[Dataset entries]
>>>

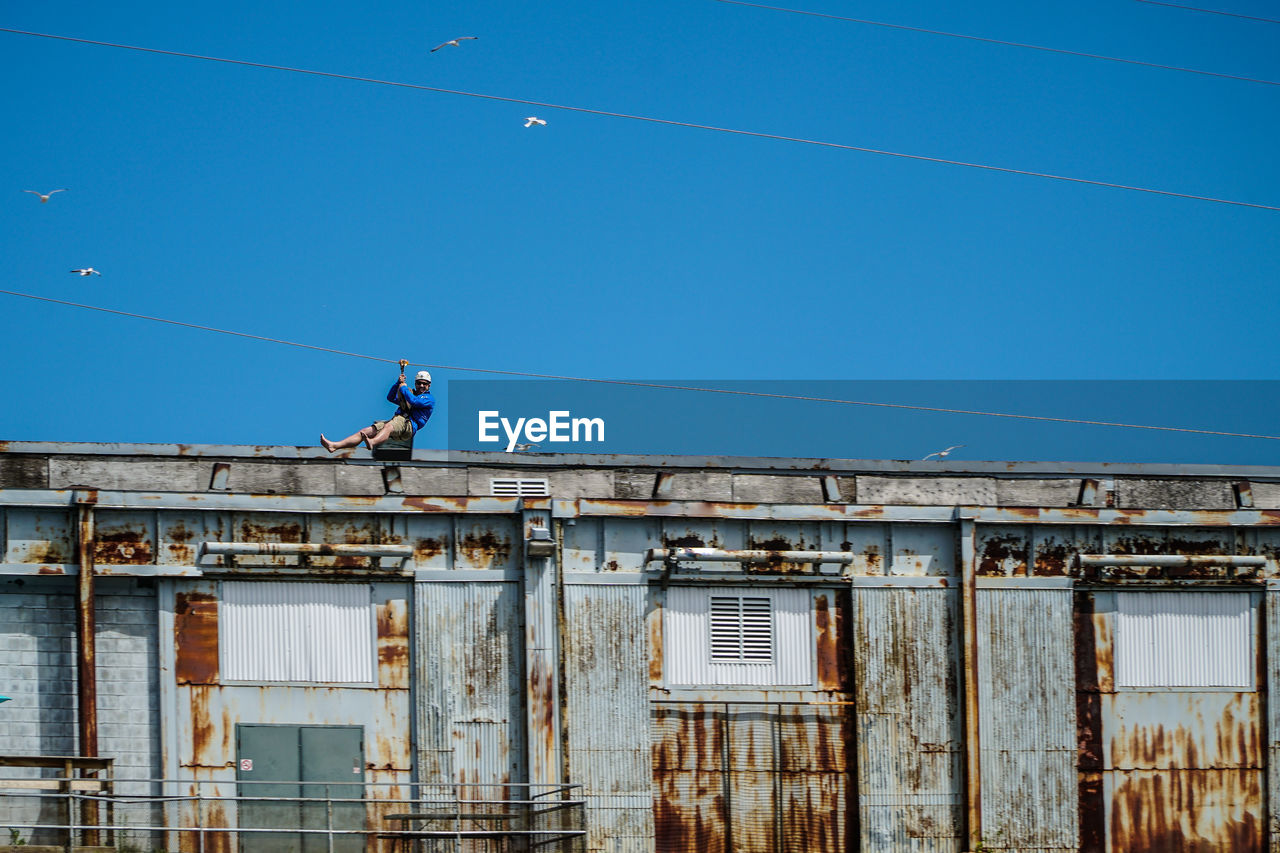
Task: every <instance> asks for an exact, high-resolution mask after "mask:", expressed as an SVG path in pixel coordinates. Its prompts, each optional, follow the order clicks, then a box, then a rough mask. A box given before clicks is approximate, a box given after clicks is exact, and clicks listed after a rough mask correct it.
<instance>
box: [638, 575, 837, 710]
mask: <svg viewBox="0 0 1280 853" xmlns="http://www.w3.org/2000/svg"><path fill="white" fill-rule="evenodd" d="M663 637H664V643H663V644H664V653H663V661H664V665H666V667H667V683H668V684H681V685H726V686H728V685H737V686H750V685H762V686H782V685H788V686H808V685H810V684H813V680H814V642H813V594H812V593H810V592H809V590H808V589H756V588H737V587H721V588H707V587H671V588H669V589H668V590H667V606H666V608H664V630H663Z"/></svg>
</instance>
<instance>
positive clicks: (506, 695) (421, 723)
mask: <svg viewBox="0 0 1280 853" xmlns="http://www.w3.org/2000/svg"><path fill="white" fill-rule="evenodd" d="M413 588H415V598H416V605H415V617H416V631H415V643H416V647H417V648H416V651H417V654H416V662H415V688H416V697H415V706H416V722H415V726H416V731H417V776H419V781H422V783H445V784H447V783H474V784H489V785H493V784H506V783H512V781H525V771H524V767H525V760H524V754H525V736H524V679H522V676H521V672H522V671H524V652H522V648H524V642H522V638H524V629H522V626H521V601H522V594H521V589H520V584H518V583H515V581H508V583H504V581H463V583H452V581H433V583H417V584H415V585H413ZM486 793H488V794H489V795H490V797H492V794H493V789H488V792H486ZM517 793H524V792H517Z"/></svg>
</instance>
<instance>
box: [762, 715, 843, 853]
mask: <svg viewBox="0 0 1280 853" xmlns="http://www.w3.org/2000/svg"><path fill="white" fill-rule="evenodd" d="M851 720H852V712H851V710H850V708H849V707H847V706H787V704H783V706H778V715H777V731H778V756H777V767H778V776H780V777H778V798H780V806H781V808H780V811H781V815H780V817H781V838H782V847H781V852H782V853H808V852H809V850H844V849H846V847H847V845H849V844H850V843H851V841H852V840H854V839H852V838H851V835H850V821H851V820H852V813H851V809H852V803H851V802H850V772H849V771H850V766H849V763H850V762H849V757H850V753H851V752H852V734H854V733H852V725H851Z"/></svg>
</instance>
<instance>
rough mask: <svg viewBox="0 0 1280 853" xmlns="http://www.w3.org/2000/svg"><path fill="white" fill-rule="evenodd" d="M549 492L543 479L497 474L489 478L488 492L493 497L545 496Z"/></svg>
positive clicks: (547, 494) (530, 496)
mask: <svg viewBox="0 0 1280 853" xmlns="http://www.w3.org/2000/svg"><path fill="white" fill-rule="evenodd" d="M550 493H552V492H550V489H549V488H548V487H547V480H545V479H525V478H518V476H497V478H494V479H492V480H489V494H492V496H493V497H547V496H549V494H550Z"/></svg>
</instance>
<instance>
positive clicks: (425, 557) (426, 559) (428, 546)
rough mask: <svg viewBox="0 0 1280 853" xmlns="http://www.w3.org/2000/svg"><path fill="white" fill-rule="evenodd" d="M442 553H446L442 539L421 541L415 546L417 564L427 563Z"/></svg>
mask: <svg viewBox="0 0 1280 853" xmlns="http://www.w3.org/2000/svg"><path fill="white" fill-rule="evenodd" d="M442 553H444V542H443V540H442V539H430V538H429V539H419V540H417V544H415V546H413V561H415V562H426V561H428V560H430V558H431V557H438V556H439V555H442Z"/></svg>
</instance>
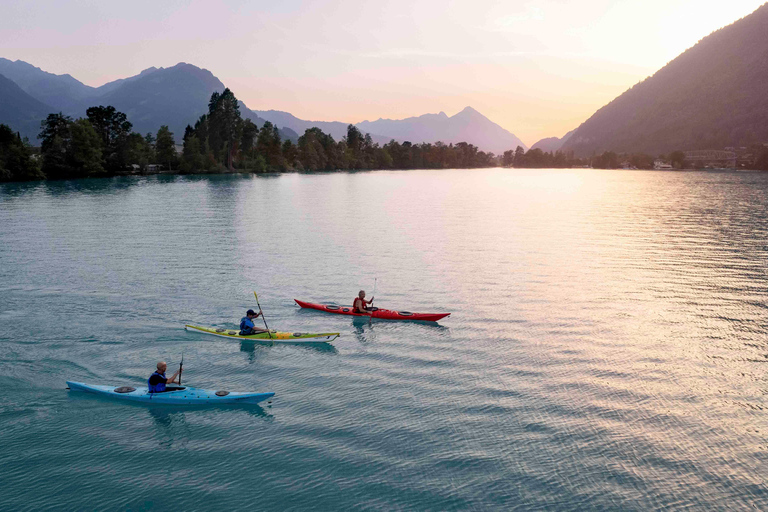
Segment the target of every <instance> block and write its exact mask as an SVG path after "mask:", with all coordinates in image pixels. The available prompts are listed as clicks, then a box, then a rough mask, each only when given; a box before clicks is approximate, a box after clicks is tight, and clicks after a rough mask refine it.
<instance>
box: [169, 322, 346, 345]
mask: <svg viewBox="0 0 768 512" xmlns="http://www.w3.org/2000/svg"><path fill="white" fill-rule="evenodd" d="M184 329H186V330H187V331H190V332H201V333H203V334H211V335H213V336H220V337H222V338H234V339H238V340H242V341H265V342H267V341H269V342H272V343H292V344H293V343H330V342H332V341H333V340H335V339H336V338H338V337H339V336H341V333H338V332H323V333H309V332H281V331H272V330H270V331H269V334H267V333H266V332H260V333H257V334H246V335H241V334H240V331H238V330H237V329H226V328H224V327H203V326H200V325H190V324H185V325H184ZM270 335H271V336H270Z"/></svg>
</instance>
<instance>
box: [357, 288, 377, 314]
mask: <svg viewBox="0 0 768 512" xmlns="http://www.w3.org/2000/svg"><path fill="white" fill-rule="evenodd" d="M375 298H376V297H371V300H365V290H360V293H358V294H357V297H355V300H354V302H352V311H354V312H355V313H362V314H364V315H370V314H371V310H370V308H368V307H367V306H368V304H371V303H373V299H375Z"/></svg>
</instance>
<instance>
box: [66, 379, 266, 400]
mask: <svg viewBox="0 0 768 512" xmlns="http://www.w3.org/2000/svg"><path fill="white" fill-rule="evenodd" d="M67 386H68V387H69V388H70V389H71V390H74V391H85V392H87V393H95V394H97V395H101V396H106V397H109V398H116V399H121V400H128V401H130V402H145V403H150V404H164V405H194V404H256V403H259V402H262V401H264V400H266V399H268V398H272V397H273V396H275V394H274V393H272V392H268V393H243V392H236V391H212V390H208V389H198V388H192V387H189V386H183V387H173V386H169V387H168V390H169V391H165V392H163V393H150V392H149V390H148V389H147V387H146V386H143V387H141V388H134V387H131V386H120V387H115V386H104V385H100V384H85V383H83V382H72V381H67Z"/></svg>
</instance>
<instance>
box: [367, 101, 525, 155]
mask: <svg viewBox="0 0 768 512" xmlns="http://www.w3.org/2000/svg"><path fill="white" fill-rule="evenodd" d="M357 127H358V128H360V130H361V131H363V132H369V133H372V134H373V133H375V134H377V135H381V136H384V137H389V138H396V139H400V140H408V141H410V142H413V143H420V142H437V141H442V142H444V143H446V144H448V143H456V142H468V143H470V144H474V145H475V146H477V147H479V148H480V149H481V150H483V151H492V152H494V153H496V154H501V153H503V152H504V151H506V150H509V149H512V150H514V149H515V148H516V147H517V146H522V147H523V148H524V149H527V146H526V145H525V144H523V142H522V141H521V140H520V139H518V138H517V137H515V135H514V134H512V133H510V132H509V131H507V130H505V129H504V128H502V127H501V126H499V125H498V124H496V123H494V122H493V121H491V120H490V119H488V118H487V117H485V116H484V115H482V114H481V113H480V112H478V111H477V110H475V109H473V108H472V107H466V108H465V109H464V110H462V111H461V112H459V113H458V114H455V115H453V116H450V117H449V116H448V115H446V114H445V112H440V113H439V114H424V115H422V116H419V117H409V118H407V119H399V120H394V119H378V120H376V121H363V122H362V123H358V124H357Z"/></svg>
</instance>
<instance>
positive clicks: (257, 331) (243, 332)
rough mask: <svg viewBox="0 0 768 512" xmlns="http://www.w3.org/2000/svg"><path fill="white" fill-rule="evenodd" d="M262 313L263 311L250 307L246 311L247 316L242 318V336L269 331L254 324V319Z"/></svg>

<<<

- Exercise brief:
Print every entry word for word; omit the pictures.

- Response to this task:
Task: every <instance> asks for an exact, high-resolution mask after "mask:", expressed as an SVG path in pixel coordinates. Its prompts, each optional, follow the order clicks, then a box, then a rough mask. A box given before clicks is approximate, a box given after clicks is exact, and clicks listed after a rough mask correct it.
<instance>
box: [638, 575, 837, 710]
mask: <svg viewBox="0 0 1280 853" xmlns="http://www.w3.org/2000/svg"><path fill="white" fill-rule="evenodd" d="M663 637H664V643H663V644H664V653H663V661H664V665H666V667H667V683H668V684H681V685H726V686H728V685H737V686H750V685H762V686H782V685H788V686H808V685H810V684H813V680H814V642H813V594H812V593H810V592H809V590H808V589H756V588H737V587H721V588H707V587H671V588H669V589H668V590H667V606H666V608H664V630H663Z"/></svg>
</instance>
<instance>
positive clicks: (506, 695) (421, 723)
mask: <svg viewBox="0 0 1280 853" xmlns="http://www.w3.org/2000/svg"><path fill="white" fill-rule="evenodd" d="M413 588H415V598H416V605H415V617H416V631H415V643H416V647H417V648H416V651H417V654H416V662H415V688H416V697H415V706H416V722H415V726H416V731H417V776H419V781H422V783H445V784H447V783H474V784H489V785H493V784H506V783H512V781H525V771H524V767H525V760H524V754H525V736H524V679H522V676H521V672H522V671H524V652H522V648H524V642H522V638H524V629H522V626H521V601H522V594H521V589H520V584H518V583H515V581H508V583H504V581H463V583H452V581H433V583H417V584H415V585H413ZM486 793H488V794H489V795H490V797H492V794H493V789H488V792H486ZM517 793H524V792H517Z"/></svg>
</instance>
<instance>
box: [762, 715, 843, 853]
mask: <svg viewBox="0 0 1280 853" xmlns="http://www.w3.org/2000/svg"><path fill="white" fill-rule="evenodd" d="M851 720H852V712H851V710H850V708H849V707H847V706H787V704H783V706H778V715H777V731H778V756H777V767H778V776H780V777H778V798H780V806H781V808H780V811H781V815H780V817H781V838H782V847H781V852H782V853H808V852H809V850H844V849H846V847H847V845H849V844H850V843H851V841H852V840H854V839H852V838H851V835H850V821H851V820H852V813H851V809H852V803H851V802H850V772H849V771H850V766H849V763H850V762H849V757H850V753H851V752H852V734H854V733H852V725H851Z"/></svg>
</instance>
<instance>
rough mask: <svg viewBox="0 0 1280 853" xmlns="http://www.w3.org/2000/svg"><path fill="white" fill-rule="evenodd" d="M549 492L543 479L497 474L489 478L488 492L493 497L545 496Z"/></svg>
positive clicks: (547, 494) (530, 496)
mask: <svg viewBox="0 0 1280 853" xmlns="http://www.w3.org/2000/svg"><path fill="white" fill-rule="evenodd" d="M550 493H552V492H550V489H549V488H548V487H547V480H545V479H525V478H518V476H497V478H494V479H492V480H489V494H492V496H493V497H547V496H549V494H550Z"/></svg>
</instance>
<instance>
positive clicks: (425, 557) (426, 559) (428, 546)
rough mask: <svg viewBox="0 0 1280 853" xmlns="http://www.w3.org/2000/svg"><path fill="white" fill-rule="evenodd" d="M442 553H446L442 539L421 541L415 546L417 564L427 563Z"/></svg>
mask: <svg viewBox="0 0 1280 853" xmlns="http://www.w3.org/2000/svg"><path fill="white" fill-rule="evenodd" d="M442 553H444V542H443V540H442V539H430V538H429V539H419V540H417V544H415V546H413V561H415V562H426V561H428V560H430V558H431V557H438V556H439V555H442Z"/></svg>
</instance>
Segment the target of every <instance> block and write its exact mask as an SVG path after "mask:", with all coordinates in image pixels. The available prompts are listed as clicks, then a box, then a rough mask, each only when given; a box before clicks is approximate, a box after clicks is tight, and clicks after a rough mask refine it.
<instance>
box: [169, 322, 346, 345]
mask: <svg viewBox="0 0 768 512" xmlns="http://www.w3.org/2000/svg"><path fill="white" fill-rule="evenodd" d="M184 329H186V330H187V331H190V332H201V333H203V334H211V335H213V336H220V337H222V338H234V339H238V340H242V341H265V342H267V341H269V342H272V343H292V344H293V343H330V342H332V341H333V340H335V339H336V338H338V337H339V336H341V333H338V332H323V333H309V332H281V331H272V330H270V331H269V334H267V333H266V332H260V333H257V334H246V335H241V334H240V331H238V330H237V329H226V328H224V327H203V326H200V325H190V324H185V325H184ZM270 335H271V336H270Z"/></svg>
</instance>
<instance>
box: [357, 288, 377, 314]
mask: <svg viewBox="0 0 768 512" xmlns="http://www.w3.org/2000/svg"><path fill="white" fill-rule="evenodd" d="M375 298H376V297H371V300H365V290H360V293H358V294H357V297H355V300H354V302H352V311H354V312H355V313H362V314H364V315H370V314H371V310H370V308H368V307H367V306H368V304H371V303H373V299H375Z"/></svg>
</instance>
<instance>
box: [66, 379, 266, 400]
mask: <svg viewBox="0 0 768 512" xmlns="http://www.w3.org/2000/svg"><path fill="white" fill-rule="evenodd" d="M67 386H68V387H69V388H70V389H71V390H74V391H85V392H87V393H95V394H97V395H101V396H106V397H109V398H116V399H121V400H128V401H130V402H145V403H150V404H164V405H194V404H256V403H259V402H262V401H264V400H266V399H268V398H272V397H273V396H275V394H274V393H272V392H268V393H243V392H236V391H212V390H208V389H198V388H192V387H189V386H183V387H173V386H169V387H168V390H169V391H165V392H163V393H150V392H149V390H148V389H147V387H146V386H143V387H141V388H134V387H131V386H120V387H115V386H104V385H100V384H85V383H83V382H72V381H67Z"/></svg>
</instance>
<instance>
box: [367, 101, 525, 155]
mask: <svg viewBox="0 0 768 512" xmlns="http://www.w3.org/2000/svg"><path fill="white" fill-rule="evenodd" d="M357 127H358V128H360V130H361V131H363V132H369V133H372V134H373V133H375V134H377V135H381V136H384V137H389V138H396V139H400V140H408V141H410V142H413V143H420V142H437V141H442V142H444V143H446V144H448V143H456V142H468V143H470V144H474V145H475V146H477V147H479V148H480V149H481V150H483V151H492V152H494V153H496V154H501V153H503V152H504V151H506V150H509V149H512V150H514V149H515V148H516V147H517V146H522V147H523V148H524V149H527V146H526V145H525V144H523V142H522V141H521V140H520V139H518V138H517V137H515V135H514V134H512V133H510V132H509V131H507V130H505V129H504V128H502V127H501V126H499V125H498V124H496V123H494V122H493V121H491V120H490V119H488V118H487V117H485V116H484V115H482V114H481V113H480V112H478V111H477V110H475V109H473V108H472V107H466V108H465V109H464V110H462V111H461V112H459V113H458V114H455V115H453V116H450V117H449V116H448V115H446V114H445V112H440V113H439V114H424V115H422V116H419V117H409V118H407V119H399V120H394V119H378V120H376V121H363V122H362V123H358V124H357Z"/></svg>
</instance>
<instance>
positive clicks: (257, 331) (243, 332)
rough mask: <svg viewBox="0 0 768 512" xmlns="http://www.w3.org/2000/svg"><path fill="white" fill-rule="evenodd" d="M262 313L263 311L250 307L246 311L247 316L242 318V336L269 331L254 324V319Z"/></svg>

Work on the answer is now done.